→ SELECTED EXTRACT
In an attempt to make the SMO patchset as non-invasive as possible add a
config option CONFIG_DCACHE_SMO (under "Memory Management options") for
enabling SMO for the DCACHE.  Whithout this option dcache constructor is
used but no other code is built in, with this option enabled slab
mobility is enabled and the isolate/migrate functions are built in.

Add CONFIG_DCACHE_SMO to guard the partial shrinking of the dcache via
Slab Movable Objects infrastructure.

Signed-off-by: Tobin C. Harding <tobin@kernel.org>
---
 fs/dcache.c | 4 ++++
 mm/Kconfig  | 7 +++++++
 2 files changed, 11 insertions(+)

diff --git a/fs/dcache.c b/fs/dcache.c
index 5c707ed9ab5a..5ef68b78b457 100644
--- a/fs/dcache.c
+++ b/fs/dcache.c
@@ -3069,6 +3069,7 @@ void d_tmpfile(struct dentry *dentry, struct inode *inode)
 }
 EXPORT_SYMBOL(d_tmpfile);
 
+#ifdef CONFIG_DCACHE_SMO
 /*
  * d_isolate() - Dentry isolation callback function.
  * @s: The dentry cache.
@@ -3136,6 +3137,7 @@ static void d_partial_shrink(struct kmem_cache *s, void **v, int nr,
 	if (!list_empty(&dispose))
 		shrink_dentry_list(&dispose);
 }
+#endif	/* CONFIG_DCACHE_SMO */
 
 static __initdata unsigned long dhash_entries;
 static int __init set_dhash_entries(char *str)
@@ -3182,7 +3184,9 @@ static void __init dcache_init(void)
 					   sizeof_field(struct dentry, d_iname),
 					   dcache_ctor);
 
+#ifdef CONFIG_DCACHE_SMO
 	kmem_cache_setup_mobility(dentry_cache, d_isolate, d_partial_shrink);
+#endif
 
 	/* Hash may have been set up in dcache_init_early */
 	if (!hashdist)
diff --git a/mm/Kconfig b/mm/Kconfig
index 47040d939f3b..92fc27ad3472 100644
--- a/mm/Kconfig
+++ b/mm/Kconfig
@@ -265,6 +265,13 @@ config SMO_NODE
        help
          On NUMA systems enable moving objects to and from a specified node.
 
+config DCACHE_SMO
+       bool "Enable Slab Movable Objects for the dcache"
+       depends on SLUB
+       help
+         Under memory pressure we can try to free dentry slab cache objects from
+         the partial slab list if this is enabled.

→ Records from a data collection

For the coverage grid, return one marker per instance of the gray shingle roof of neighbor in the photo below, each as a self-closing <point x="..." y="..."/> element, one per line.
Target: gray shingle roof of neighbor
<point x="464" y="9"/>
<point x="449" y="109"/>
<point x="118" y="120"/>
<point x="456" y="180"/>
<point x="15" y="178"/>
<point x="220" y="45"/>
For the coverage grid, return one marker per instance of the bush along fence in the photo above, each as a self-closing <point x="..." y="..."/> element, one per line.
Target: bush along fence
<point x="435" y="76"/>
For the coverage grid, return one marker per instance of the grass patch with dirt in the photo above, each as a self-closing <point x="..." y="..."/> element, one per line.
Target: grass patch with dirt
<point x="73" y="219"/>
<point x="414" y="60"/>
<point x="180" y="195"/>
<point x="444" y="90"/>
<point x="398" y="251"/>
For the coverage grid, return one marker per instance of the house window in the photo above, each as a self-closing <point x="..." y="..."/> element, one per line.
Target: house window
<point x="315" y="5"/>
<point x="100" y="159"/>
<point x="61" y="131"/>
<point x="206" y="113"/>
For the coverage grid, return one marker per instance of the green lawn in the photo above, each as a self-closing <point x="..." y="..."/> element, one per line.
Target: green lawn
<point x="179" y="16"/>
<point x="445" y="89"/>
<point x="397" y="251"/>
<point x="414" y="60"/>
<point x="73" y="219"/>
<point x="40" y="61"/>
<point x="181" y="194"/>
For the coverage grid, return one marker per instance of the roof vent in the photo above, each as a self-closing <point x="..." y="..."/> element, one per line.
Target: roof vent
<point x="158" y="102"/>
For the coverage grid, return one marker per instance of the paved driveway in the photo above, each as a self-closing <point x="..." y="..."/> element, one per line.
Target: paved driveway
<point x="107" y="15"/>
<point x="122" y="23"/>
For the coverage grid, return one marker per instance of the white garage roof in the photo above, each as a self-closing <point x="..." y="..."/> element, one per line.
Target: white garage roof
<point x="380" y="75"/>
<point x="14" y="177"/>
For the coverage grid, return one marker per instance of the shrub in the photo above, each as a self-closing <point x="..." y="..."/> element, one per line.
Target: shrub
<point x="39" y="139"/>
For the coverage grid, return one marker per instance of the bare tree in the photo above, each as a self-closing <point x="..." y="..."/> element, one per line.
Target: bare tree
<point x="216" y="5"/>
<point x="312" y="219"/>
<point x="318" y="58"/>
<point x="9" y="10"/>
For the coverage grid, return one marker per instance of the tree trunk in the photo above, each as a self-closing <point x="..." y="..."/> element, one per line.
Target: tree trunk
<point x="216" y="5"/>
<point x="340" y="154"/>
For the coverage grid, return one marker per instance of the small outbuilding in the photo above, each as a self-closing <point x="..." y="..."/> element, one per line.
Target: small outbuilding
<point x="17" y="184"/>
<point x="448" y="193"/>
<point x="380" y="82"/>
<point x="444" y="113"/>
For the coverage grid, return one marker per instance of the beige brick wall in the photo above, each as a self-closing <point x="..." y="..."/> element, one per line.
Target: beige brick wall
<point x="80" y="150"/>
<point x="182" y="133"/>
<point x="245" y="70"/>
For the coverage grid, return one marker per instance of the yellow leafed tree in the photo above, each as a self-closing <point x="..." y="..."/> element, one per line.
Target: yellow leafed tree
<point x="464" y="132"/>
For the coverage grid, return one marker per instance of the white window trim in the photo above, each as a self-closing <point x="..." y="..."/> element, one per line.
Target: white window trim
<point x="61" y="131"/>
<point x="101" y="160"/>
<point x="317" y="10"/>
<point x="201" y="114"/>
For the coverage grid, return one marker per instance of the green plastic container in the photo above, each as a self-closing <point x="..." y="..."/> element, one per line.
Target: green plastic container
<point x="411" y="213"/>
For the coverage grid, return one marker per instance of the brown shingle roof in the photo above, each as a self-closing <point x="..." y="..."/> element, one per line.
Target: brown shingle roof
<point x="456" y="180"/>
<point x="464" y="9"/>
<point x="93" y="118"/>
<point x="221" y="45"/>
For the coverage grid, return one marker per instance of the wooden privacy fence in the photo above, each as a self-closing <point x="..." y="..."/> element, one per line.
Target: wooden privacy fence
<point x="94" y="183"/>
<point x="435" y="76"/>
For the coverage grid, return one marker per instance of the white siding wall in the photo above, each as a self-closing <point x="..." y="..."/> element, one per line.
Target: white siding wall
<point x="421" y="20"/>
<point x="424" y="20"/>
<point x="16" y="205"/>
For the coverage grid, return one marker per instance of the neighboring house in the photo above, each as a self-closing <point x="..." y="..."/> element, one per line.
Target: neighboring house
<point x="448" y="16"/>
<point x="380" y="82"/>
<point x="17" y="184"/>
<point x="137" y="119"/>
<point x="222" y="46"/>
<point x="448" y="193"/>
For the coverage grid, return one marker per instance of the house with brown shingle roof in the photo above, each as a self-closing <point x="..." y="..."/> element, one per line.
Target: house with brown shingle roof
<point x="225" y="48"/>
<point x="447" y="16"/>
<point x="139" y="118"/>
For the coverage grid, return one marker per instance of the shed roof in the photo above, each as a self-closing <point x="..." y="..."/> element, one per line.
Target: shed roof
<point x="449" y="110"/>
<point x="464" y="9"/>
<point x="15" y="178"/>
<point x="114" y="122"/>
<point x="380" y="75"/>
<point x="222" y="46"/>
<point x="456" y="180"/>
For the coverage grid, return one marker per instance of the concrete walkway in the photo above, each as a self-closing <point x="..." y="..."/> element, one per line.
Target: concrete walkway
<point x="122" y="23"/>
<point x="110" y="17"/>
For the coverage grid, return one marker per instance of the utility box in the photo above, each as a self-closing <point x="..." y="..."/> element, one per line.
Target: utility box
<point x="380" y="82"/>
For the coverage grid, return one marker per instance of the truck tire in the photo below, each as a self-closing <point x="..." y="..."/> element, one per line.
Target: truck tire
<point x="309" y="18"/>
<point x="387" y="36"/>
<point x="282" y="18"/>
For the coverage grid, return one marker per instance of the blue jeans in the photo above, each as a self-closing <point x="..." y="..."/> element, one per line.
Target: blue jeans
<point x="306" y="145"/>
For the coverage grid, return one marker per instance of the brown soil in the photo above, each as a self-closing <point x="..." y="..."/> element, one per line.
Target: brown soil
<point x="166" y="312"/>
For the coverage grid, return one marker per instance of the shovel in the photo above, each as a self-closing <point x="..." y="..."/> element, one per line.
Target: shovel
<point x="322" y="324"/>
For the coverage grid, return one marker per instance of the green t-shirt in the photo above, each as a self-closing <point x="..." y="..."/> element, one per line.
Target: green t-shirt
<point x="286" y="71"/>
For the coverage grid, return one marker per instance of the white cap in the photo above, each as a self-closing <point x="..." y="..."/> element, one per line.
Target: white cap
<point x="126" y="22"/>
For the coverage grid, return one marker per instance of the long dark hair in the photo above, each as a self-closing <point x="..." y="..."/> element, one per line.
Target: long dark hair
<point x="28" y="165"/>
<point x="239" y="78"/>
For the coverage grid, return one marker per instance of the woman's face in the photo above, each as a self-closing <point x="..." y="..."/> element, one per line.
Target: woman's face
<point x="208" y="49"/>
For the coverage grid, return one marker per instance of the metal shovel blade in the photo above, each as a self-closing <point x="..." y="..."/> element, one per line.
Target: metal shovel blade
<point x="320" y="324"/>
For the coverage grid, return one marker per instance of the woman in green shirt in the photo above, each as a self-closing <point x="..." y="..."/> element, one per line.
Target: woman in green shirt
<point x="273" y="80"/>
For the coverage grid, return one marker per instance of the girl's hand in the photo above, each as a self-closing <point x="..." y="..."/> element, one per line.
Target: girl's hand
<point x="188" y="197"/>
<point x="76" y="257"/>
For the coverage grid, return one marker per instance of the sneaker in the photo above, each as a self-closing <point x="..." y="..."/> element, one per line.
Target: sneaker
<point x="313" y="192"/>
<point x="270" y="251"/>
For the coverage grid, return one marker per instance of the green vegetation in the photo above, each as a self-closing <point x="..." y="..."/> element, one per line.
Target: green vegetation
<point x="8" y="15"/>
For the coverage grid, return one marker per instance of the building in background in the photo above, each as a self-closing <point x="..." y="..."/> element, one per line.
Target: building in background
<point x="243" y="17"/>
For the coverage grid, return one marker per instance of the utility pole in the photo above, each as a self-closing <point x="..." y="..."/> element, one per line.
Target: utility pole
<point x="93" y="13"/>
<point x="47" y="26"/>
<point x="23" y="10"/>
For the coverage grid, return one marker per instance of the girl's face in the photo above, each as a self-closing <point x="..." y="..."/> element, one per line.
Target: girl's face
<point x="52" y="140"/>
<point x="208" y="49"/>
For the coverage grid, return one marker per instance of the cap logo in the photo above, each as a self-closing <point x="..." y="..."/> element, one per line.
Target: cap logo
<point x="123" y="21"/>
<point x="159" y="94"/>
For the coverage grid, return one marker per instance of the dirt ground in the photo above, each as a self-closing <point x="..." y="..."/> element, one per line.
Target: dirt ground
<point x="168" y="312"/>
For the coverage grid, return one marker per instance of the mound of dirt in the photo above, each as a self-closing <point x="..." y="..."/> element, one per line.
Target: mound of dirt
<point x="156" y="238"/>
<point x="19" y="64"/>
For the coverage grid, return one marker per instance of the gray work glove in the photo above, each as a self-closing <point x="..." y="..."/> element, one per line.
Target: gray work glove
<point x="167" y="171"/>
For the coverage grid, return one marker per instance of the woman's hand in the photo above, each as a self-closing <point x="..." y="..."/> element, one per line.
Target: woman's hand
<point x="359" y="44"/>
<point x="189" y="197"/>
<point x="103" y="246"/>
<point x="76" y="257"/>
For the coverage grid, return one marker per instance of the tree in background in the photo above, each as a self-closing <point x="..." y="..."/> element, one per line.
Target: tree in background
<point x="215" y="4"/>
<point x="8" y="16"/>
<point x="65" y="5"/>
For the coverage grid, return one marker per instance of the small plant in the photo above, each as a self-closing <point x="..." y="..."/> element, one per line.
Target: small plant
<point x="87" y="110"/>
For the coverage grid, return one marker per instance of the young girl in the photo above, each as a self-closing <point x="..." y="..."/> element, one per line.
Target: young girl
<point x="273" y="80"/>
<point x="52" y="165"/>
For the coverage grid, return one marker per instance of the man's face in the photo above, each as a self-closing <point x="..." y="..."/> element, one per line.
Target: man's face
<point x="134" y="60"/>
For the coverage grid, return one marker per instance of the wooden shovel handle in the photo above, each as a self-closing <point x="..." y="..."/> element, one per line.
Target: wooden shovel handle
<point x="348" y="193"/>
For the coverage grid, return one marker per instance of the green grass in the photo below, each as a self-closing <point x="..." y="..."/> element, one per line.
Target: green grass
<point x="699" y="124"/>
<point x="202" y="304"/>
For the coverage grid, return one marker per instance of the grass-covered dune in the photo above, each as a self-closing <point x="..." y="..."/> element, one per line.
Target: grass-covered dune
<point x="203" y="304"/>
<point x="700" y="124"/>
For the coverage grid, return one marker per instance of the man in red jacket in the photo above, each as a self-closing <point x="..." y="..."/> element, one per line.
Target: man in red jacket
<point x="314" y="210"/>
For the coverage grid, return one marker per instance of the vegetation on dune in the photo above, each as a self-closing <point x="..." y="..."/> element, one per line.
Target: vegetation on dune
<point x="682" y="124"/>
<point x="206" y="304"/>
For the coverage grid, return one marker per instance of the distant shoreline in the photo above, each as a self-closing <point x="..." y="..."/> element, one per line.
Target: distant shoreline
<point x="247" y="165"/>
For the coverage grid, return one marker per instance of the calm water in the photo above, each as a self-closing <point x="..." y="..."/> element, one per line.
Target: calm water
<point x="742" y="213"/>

→ EXERCISES TO COMPLETE
1 > In the dcache patch, which option must be present for CONFIG_DCACHE_SMO to be available?
2 > List every line that the dcache patch adds to fs/dcache.c (the lines marked with a plus sign), without the plus sign.
3 > Carry on the dcache patch from the point where its text stops.
The items stand apart from the dcache patch and are separate material.

→ ANSWERS PROVIDED
1 > SLUB

2 >
#ifdef CONFIG_DCACHE_SMO
#endif	/* CONFIG_DCACHE_SMO */
#ifdef CONFIG_DCACHE_SMO
#endif

3 >
+
 config PHYS_ADDR_T_64BIT
 	def_bool 64BIT
 
-- 
2.21.0


^ permalink raw reply related	[flat|nested] 28+ messages in thread

* Re: [RFC PATCH v3 14/15] dcache: Implement partial shrink via Slab Movable Objects
  2019-04-11  1:34 ` [RFC PATCH v3 14/15] dcache: Implement partial shrink via Slab Movable Objects Tobin C. Harding
@ 2019-04-11  2:33   ` Al Viro
  2019-04-11  2:48     ` Tobin C. Harding
  0 siblings, 1 reply; 28+ messages in thread
From: Al Viro @ 2019-04-11  2:33 UTC (permalink / raw)
  To: Tobin C. Harding
  Cc: Andrew Morton, Roman Gushchin, Alexander Viro, Christoph Hellwig,
	Pekka Enberg, David Rientjes, Joonsoo Kim, Christopher Lameter,
	Matthew Wilcox, Miklos Szeredi, Andreas Dilger, Waiman Long,
	Tycho Andersen, Theodore Ts'o, Andi Kleen, David Chinner,
	Nick Piggin, Rik van Riel, Hugh Dickins, Jonathan Corbet,
	linux-mm, linux-fsdevel, linux-kernel

On Thu, Apr 11, 2019 at 11:34:40AM +1000, Tobin C. Harding wrote:
> +/*
> + * d_isolate() - Dentry isolation callback function.
> + * @s: The dentry cache.
> + * @v: Vector of pointers to the objects to isolate.
> + * @nr: Number of objects in @v.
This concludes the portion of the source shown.